Studio album by Paul Chambers
- Released: 1961
- Recorded: May 12, 1960
- Studio: Bell Sound (New York City)
- Genre: Jazz
- Length: 30:05
- Label: Vee-Jay VJLP 3012
- Producer: Sid McCoy

Paul Chambers chronology
| Go (1959) | 1st Bassman (1961) |  |

= 1st Bassman =

1st Bassman is an album by jazz bassist Paul Chambers, recorded at Bell Sound Studios on May 12, 1960 and released by the Vee-Jay label. This album is notable for its featured use of the acoustic bass as the lead instrument. Chambers is supported by trumpeter Tommy Turrentine, trombonist Curtis Fuller, tenor saxophonist Yusef Lateef, pianist Wynton Kelly and drummer Lex Humphries.

(Pointing records)
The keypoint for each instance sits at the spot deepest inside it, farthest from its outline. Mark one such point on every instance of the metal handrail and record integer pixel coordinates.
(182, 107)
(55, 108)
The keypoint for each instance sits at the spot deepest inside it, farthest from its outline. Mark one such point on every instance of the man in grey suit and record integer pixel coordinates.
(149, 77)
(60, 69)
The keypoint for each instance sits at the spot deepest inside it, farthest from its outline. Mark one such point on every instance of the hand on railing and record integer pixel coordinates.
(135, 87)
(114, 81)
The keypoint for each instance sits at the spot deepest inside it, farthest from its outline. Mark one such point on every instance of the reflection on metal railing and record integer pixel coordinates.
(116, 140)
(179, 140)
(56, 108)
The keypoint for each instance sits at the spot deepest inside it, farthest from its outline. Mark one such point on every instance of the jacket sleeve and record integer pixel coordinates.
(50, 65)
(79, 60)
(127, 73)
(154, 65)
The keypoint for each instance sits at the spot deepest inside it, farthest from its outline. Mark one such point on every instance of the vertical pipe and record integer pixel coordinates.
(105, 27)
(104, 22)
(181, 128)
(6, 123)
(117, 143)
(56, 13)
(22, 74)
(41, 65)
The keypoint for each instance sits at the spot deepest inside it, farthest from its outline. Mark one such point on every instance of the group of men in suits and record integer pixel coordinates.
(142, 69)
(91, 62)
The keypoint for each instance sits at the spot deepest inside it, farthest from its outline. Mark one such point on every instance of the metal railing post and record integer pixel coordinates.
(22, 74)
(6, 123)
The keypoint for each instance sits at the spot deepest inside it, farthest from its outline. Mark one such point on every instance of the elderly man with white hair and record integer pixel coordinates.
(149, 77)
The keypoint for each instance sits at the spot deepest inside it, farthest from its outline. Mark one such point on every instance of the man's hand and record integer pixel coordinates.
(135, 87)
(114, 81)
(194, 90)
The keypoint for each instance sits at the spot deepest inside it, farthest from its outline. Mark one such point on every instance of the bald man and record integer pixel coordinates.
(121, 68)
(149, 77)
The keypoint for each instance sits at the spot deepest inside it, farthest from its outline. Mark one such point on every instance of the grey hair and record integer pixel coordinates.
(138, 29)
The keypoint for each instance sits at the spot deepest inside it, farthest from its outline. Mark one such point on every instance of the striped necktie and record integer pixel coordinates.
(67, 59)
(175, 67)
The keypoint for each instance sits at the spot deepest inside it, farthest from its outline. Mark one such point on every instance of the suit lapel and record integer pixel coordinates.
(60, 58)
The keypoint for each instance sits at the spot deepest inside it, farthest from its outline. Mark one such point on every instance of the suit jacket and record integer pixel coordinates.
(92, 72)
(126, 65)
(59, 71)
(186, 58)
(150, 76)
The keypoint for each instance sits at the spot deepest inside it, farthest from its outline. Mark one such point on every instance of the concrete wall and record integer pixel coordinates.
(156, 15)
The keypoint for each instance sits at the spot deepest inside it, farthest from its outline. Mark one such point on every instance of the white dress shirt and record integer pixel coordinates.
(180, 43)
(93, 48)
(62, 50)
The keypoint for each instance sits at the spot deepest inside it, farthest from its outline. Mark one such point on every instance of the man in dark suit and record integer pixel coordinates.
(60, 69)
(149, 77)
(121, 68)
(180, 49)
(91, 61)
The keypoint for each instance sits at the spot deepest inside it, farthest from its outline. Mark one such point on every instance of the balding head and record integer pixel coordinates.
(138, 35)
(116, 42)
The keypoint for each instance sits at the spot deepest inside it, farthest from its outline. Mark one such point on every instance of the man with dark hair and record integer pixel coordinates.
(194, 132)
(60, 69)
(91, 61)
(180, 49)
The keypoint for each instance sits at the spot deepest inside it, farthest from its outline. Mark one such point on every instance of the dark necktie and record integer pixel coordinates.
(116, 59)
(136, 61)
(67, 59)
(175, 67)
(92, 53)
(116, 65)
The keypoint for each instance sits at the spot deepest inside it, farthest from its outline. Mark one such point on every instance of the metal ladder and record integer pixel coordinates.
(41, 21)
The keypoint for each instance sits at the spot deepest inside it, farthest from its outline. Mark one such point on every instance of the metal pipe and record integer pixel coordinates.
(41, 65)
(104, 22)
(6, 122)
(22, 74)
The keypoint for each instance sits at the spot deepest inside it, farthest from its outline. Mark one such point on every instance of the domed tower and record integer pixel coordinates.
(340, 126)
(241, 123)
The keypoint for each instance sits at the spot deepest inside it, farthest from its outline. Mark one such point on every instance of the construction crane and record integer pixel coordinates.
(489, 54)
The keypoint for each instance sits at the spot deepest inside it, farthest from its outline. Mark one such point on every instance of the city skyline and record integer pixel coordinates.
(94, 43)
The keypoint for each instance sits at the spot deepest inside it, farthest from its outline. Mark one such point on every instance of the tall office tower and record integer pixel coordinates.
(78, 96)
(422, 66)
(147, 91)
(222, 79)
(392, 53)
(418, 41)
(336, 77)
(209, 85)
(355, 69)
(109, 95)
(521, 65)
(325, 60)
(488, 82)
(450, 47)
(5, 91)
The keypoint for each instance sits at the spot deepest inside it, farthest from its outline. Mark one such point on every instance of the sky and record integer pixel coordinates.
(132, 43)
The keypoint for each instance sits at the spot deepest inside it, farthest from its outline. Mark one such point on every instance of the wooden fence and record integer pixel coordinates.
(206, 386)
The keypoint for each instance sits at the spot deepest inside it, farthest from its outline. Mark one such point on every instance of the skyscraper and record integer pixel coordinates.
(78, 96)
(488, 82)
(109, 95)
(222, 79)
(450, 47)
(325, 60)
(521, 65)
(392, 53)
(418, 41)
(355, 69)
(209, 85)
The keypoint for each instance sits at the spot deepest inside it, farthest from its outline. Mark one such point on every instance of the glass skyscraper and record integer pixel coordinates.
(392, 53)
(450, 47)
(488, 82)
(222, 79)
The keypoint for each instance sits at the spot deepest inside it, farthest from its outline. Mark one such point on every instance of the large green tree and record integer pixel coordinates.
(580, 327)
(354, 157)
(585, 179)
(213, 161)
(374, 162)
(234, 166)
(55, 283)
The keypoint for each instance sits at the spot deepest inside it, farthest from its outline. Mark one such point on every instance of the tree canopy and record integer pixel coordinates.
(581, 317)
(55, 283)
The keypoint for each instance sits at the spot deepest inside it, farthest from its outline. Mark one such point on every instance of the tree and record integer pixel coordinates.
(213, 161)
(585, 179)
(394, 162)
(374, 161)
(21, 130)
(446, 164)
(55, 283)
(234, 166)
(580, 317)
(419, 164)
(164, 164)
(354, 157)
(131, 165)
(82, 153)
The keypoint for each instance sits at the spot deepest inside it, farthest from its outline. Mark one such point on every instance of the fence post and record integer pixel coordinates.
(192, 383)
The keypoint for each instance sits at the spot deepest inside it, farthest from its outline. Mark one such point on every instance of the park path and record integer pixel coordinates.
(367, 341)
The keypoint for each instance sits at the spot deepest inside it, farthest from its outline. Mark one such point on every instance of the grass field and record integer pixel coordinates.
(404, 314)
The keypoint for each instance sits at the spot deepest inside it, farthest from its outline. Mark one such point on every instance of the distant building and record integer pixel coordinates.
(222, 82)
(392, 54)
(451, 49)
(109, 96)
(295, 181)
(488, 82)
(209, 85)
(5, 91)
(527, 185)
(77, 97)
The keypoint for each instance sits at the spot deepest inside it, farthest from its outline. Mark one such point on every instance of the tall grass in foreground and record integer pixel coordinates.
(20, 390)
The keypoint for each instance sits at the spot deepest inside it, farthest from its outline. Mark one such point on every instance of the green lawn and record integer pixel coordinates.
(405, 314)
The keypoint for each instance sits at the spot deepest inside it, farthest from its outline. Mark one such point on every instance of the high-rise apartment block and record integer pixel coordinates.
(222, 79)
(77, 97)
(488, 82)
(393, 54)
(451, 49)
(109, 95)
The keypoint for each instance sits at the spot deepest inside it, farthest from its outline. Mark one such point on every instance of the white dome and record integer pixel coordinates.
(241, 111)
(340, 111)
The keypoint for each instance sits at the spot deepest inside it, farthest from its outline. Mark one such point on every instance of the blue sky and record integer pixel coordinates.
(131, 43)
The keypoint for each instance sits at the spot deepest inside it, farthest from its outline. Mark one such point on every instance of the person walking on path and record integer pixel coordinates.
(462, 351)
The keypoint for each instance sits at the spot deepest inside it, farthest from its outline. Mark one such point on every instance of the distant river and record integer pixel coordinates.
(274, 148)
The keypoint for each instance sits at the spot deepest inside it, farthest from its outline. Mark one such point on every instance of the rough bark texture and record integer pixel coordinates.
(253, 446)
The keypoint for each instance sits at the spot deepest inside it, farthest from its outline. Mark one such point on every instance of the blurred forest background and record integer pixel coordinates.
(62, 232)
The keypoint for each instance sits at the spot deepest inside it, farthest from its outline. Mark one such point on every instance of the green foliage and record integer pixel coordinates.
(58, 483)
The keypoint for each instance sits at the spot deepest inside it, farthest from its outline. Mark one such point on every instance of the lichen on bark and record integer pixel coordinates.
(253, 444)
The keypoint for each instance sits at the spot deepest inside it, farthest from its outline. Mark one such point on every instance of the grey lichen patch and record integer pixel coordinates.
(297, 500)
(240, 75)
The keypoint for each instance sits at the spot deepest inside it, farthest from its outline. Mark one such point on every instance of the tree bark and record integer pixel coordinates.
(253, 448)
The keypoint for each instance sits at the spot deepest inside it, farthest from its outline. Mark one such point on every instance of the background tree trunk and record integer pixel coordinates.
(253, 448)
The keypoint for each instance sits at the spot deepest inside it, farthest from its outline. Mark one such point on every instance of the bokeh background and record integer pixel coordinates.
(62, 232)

What to do:
- 1) Answer these questions about the 1st Bassman album description.
(a) In which studio was the album recorded?
(b) Who produced the album?
(c) Which musician played tenor saxophone on it?
- 2) Extend the 1st Bassman album description with a further paragraph that picks up right after its last sentence.

Task-by-task answers:
- 1)
(a) Bell Sound, in New York City
(b) Sid McCoy
(c) Yusef Lateef

- 2)
==Critical reception==

AllMusic reviewer Michael G. Nastos stated "Chambers was allowed to put his bass on top, become a leader in his own right, and play lead melodies with a clear, ringing, well enunciated tone. 1st Bassman is anchored by rising stars from Detroit such as Yusef Lateef, Curtis Fuller ... The emphasis on the compositions of Lateef all display a spare construct, rearing the horns to a marginal level except for solos, allowing Chambers to take care of business and control the shaping of the melodies, with little unison play involved. ... This CD and its companion piece Go complement the preceding Blue Note sessions, comprising a small but potent body of work that few bassists have produced in modern jazz". Reviewing The Complete Vee Jay Paul Chambers/Wynton Kelly Sessions 1959-61 for All About Jazz C. Michael Hovan said "there seems to be some very perceptible growth in Chamber’s ability to move the date beyond your average blowing session. All the tunes are by Yusef Lateef and he manages to develop interesting structures that stimulate the creative juices of a fantastic sextet". In JazzTimes Harvey Pekar wrote "The soloists here do a fine job of making their work consistent with the character of the compositions. Chambers’ work is prominently featured, and he plays thoughtfully as well as exhibiting his vaunted chops".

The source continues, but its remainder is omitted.